* Given data:
'''
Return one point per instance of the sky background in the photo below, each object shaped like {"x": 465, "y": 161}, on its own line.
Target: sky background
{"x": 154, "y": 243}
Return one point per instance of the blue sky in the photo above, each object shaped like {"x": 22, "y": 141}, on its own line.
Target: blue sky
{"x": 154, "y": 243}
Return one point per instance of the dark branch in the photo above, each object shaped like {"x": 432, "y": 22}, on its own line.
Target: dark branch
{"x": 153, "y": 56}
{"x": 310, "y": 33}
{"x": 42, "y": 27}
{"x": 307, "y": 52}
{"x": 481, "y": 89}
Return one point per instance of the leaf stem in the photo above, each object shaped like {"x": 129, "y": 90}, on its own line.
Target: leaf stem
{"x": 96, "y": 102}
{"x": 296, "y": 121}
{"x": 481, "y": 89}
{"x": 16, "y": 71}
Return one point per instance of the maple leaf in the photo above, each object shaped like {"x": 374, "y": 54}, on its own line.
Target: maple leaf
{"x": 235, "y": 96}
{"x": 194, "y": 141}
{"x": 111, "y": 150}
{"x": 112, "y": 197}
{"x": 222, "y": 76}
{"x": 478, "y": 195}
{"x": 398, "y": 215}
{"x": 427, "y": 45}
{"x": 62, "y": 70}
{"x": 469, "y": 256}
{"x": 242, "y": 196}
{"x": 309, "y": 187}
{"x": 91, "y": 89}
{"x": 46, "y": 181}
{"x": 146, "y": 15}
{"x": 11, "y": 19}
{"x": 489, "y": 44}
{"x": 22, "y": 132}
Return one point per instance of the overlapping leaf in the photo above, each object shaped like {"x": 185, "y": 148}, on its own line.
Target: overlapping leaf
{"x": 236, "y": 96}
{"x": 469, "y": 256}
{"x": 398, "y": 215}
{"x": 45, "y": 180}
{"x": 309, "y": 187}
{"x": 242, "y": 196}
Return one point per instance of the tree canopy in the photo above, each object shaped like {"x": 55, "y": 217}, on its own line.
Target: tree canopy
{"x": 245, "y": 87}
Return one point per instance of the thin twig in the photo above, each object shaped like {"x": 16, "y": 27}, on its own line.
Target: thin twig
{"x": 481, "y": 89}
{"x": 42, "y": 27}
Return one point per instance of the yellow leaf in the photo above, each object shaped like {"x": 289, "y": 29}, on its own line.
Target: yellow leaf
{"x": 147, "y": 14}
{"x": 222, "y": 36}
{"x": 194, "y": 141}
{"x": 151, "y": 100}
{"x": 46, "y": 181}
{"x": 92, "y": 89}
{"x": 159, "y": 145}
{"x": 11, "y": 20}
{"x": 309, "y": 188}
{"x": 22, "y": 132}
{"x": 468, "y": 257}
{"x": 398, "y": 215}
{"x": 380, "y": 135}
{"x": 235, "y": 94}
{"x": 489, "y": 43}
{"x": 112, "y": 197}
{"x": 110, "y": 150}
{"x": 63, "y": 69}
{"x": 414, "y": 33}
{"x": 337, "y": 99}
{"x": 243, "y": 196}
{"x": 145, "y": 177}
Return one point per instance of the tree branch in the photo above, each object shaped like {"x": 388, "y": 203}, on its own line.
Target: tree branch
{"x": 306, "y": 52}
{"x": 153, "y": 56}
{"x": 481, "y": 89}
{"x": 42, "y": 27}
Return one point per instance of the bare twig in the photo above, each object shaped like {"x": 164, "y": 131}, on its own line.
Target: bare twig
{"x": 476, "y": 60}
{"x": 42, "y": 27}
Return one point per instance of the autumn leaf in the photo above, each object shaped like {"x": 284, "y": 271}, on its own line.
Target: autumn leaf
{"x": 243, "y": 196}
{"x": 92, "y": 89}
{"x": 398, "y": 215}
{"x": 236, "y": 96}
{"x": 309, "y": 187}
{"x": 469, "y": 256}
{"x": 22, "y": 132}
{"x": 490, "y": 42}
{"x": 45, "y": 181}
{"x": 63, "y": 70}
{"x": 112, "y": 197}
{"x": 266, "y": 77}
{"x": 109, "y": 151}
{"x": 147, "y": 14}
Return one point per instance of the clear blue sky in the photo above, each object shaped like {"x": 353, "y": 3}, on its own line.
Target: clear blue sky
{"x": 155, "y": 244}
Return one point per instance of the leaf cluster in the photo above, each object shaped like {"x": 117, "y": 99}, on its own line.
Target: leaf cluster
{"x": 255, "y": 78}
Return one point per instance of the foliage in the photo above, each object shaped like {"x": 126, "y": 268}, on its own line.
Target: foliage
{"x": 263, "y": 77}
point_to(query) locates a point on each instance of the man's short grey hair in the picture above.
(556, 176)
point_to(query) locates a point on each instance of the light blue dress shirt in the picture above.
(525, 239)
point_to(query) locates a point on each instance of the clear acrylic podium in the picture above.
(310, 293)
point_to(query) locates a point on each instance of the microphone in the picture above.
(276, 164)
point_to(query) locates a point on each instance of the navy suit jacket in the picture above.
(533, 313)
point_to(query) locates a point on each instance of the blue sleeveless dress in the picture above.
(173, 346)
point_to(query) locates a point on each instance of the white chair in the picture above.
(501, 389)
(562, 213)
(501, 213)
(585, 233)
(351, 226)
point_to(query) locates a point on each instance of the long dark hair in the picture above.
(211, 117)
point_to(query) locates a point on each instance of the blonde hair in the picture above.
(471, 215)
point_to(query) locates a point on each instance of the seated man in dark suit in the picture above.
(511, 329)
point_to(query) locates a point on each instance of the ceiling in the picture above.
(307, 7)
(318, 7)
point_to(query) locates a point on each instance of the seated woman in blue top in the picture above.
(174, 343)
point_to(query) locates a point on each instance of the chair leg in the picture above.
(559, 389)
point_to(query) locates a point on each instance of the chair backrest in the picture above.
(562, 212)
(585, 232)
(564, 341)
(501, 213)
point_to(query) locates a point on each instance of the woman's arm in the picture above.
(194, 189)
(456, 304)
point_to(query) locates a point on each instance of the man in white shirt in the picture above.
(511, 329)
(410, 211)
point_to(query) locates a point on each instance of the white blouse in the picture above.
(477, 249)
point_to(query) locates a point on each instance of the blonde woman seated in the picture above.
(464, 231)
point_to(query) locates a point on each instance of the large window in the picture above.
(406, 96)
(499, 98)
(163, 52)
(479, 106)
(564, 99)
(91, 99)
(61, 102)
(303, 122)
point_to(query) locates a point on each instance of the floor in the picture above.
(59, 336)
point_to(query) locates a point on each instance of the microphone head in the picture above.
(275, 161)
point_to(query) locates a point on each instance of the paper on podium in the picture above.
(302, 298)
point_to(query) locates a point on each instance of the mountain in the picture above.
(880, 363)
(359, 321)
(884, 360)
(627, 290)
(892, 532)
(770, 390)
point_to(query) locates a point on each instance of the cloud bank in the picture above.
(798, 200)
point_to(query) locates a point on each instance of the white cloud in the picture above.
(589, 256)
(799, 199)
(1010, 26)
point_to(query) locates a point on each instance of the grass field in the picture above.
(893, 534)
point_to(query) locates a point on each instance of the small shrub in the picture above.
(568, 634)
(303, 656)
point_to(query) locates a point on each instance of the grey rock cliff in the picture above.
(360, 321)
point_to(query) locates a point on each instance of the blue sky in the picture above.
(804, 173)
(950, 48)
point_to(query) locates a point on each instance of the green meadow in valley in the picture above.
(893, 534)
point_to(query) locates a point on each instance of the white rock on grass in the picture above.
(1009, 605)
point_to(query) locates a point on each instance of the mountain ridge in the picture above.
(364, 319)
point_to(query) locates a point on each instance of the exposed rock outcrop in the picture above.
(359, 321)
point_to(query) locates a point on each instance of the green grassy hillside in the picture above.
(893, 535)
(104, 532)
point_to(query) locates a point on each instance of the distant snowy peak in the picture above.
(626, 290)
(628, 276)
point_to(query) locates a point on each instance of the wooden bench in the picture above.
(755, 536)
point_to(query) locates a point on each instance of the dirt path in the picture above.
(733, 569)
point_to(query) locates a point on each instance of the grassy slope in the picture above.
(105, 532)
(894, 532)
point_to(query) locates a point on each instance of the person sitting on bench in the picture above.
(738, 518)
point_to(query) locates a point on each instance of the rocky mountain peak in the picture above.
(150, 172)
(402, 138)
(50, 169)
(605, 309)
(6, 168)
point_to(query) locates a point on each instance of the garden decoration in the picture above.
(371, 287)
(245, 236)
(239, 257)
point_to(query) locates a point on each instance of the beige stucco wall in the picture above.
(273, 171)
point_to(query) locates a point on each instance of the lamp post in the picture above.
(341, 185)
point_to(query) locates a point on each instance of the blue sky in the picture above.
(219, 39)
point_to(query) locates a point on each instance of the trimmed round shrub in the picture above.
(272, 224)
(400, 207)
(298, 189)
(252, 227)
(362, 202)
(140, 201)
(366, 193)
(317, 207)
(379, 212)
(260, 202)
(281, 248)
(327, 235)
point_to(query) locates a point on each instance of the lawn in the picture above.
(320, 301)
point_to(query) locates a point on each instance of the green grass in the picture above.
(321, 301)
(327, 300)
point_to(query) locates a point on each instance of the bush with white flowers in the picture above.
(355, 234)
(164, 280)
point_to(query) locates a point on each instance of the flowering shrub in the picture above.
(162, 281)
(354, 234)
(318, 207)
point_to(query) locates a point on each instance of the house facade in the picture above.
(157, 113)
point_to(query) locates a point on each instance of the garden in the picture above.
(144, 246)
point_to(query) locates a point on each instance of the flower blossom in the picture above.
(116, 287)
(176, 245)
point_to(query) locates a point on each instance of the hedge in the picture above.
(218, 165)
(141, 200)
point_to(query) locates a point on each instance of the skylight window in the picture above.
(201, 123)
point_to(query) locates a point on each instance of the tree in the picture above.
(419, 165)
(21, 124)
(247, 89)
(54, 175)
'''
* Instructions to follow:
The lines above, starting at the one with "Return one point per instance of the maple" and ending at the one with "Return one point per instance of the autumn", are the only ones to return, exactly as written.

* Solved problem:
Return one point per instance of the maple leaf in the photo above, each object shaped like {"x": 374, "y": 54}, on its own line.
Target: maple leaf
{"x": 235, "y": 96}
{"x": 194, "y": 141}
{"x": 111, "y": 150}
{"x": 112, "y": 197}
{"x": 222, "y": 76}
{"x": 478, "y": 195}
{"x": 398, "y": 215}
{"x": 427, "y": 45}
{"x": 62, "y": 70}
{"x": 469, "y": 256}
{"x": 242, "y": 196}
{"x": 309, "y": 187}
{"x": 91, "y": 89}
{"x": 46, "y": 181}
{"x": 146, "y": 15}
{"x": 11, "y": 19}
{"x": 489, "y": 44}
{"x": 22, "y": 132}
Return one point per instance of the overlapping leaf in the photo above, each object shaped like {"x": 185, "y": 148}, on its own line.
Target: overlapping leaf
{"x": 236, "y": 96}
{"x": 469, "y": 256}
{"x": 398, "y": 215}
{"x": 45, "y": 180}
{"x": 309, "y": 187}
{"x": 242, "y": 196}
Return one point per instance of the tree canopy in the photo above, each object shaped like {"x": 55, "y": 217}, on its own line.
Target: tree canopy
{"x": 245, "y": 87}
Return one point per instance of the thin twig in the photo above, each object shaped like {"x": 16, "y": 27}, on its own line.
Target: thin twig
{"x": 481, "y": 89}
{"x": 42, "y": 27}
Return one point per instance of the yellow leaf in the photo above, each object shaped like {"x": 289, "y": 29}, on its own line.
Target: yellow leaf
{"x": 147, "y": 14}
{"x": 222, "y": 36}
{"x": 194, "y": 141}
{"x": 151, "y": 100}
{"x": 46, "y": 181}
{"x": 92, "y": 89}
{"x": 159, "y": 145}
{"x": 11, "y": 20}
{"x": 309, "y": 188}
{"x": 22, "y": 132}
{"x": 468, "y": 257}
{"x": 398, "y": 215}
{"x": 380, "y": 135}
{"x": 235, "y": 94}
{"x": 489, "y": 43}
{"x": 112, "y": 197}
{"x": 110, "y": 150}
{"x": 63, "y": 69}
{"x": 414, "y": 33}
{"x": 337, "y": 99}
{"x": 243, "y": 196}
{"x": 145, "y": 177}
Return one point per instance of the tree branch in the photo above, each object shaped like {"x": 388, "y": 203}, on its own line.
Target: tree branch
{"x": 306, "y": 52}
{"x": 153, "y": 56}
{"x": 481, "y": 89}
{"x": 42, "y": 27}
Return one point per instance of the bare twig in the photo above, each object shaped like {"x": 164, "y": 131}, on its own line.
Target: bare twig
{"x": 476, "y": 60}
{"x": 42, "y": 27}
Return one point per instance of the autumn leaf in the photo above, each object shaped like {"x": 284, "y": 271}, on its own line.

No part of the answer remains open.